** start Listed records **

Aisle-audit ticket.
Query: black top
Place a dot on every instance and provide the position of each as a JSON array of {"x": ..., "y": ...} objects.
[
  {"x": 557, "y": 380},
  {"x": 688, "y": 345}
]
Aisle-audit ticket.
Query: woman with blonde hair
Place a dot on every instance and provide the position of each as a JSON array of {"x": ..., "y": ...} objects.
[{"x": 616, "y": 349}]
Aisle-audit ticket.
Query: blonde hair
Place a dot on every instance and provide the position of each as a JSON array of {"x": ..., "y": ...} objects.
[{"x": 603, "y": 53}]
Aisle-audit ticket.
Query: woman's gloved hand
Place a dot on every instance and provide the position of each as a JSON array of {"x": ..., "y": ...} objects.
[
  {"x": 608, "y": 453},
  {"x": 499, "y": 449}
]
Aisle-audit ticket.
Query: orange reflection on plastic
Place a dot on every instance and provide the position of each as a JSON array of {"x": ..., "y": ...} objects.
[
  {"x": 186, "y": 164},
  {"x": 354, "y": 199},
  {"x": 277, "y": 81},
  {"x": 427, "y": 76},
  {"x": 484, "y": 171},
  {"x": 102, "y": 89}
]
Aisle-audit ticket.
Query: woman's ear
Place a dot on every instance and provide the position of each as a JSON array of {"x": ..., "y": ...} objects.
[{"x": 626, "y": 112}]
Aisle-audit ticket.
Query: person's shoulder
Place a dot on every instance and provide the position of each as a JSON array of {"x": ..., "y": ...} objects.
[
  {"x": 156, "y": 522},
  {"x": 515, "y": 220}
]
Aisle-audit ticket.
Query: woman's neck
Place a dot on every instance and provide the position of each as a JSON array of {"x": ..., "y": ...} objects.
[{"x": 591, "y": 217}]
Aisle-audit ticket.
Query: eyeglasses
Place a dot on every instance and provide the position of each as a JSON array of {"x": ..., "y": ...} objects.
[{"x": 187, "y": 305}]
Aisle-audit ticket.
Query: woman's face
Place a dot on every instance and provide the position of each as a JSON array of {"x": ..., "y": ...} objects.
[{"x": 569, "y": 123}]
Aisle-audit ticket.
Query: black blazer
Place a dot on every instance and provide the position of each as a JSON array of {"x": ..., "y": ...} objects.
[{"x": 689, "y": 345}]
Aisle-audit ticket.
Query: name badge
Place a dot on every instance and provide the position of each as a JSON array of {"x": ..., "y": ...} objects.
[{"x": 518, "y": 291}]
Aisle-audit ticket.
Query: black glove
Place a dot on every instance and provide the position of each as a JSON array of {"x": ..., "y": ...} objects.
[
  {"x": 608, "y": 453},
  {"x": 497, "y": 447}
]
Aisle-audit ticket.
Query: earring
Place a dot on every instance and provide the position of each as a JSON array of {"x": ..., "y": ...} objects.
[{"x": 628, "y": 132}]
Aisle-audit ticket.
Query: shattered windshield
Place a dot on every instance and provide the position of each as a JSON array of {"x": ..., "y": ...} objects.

** end Listed records **

# Exercise
Go through the listing and print each line exactly as it appears.

# The response
Aisle-audit ticket.
Query: black top
Place a dot on every instance and provide the position of each as a JSON array of {"x": ..., "y": ...} objects.
[
  {"x": 557, "y": 380},
  {"x": 688, "y": 345}
]
Aisle-audit ticket.
Query: woman with blonde hair
Place a dot on every instance and provide the position of each as a JSON array of {"x": ..., "y": ...} objects.
[{"x": 616, "y": 349}]
Aisle-audit ticket.
Query: blonde hair
Place a dot on every instance and provide the position of each as a JSON array of {"x": ..., "y": ...} objects.
[{"x": 603, "y": 53}]
Aisle-audit ticket.
Query: woman's gloved hand
Place a dot on every instance and provide the position of each as a JSON array of {"x": ..., "y": ...} objects.
[
  {"x": 608, "y": 453},
  {"x": 499, "y": 449}
]
Aisle-audit ticket.
Query: orange reflection on plastic
Place a dot on every instance and provide the position of each as a JSON array of {"x": ..., "y": ...} objects.
[
  {"x": 186, "y": 164},
  {"x": 354, "y": 199},
  {"x": 277, "y": 81},
  {"x": 427, "y": 76},
  {"x": 484, "y": 171},
  {"x": 102, "y": 89}
]
Aisle-audit ticket.
Query: woman's ear
Place a dot on every instance and provide the position of each as a JSON array of {"x": ..., "y": ...} objects.
[{"x": 626, "y": 112}]
Aisle-audit ticket.
Query: person's shoulder
Place a dot on every instance and provide the position of each as a JSON array of {"x": ..., "y": ...} objects.
[
  {"x": 156, "y": 522},
  {"x": 515, "y": 220}
]
Aisle-audit ticket.
Query: woman's neck
Place a dot on every instance and provide the position of each as a JSON array of {"x": ..., "y": ...} objects.
[{"x": 591, "y": 217}]
Aisle-audit ticket.
Query: eyeglasses
Place a dot on every instance and provide the position of each as a JSON array of {"x": ..., "y": ...} objects.
[{"x": 187, "y": 305}]
Aisle-audit ticket.
Query: woman's face
Place a dot on every instance and provide the position of each as a JSON array of {"x": ..., "y": ...} objects.
[{"x": 569, "y": 123}]
Aisle-audit ticket.
Query: black blazer
Place a dot on every instance and provide the position of each as a JSON array of {"x": ..., "y": ...} objects.
[{"x": 689, "y": 345}]
Aisle-audit ticket.
Query: name badge
Place a dot on every instance and provide the position of each as a JSON array of {"x": ..., "y": ...} objects.
[{"x": 518, "y": 291}]
Aisle-audit ticket.
Query: black glove
Place a dot on every instance and provide the position of each as a JSON array of {"x": ..., "y": ...} objects.
[
  {"x": 608, "y": 453},
  {"x": 497, "y": 447}
]
Aisle-audit ticket.
Query: earring
Place a dot on every instance and provide the position of each as a JSON array of {"x": ..., "y": ...} objects.
[{"x": 628, "y": 132}]
Aisle-audit ticket.
Query: shattered windshield
Place a dot on every instance and provide the position of each as a JSON array of {"x": ..., "y": ...} objects.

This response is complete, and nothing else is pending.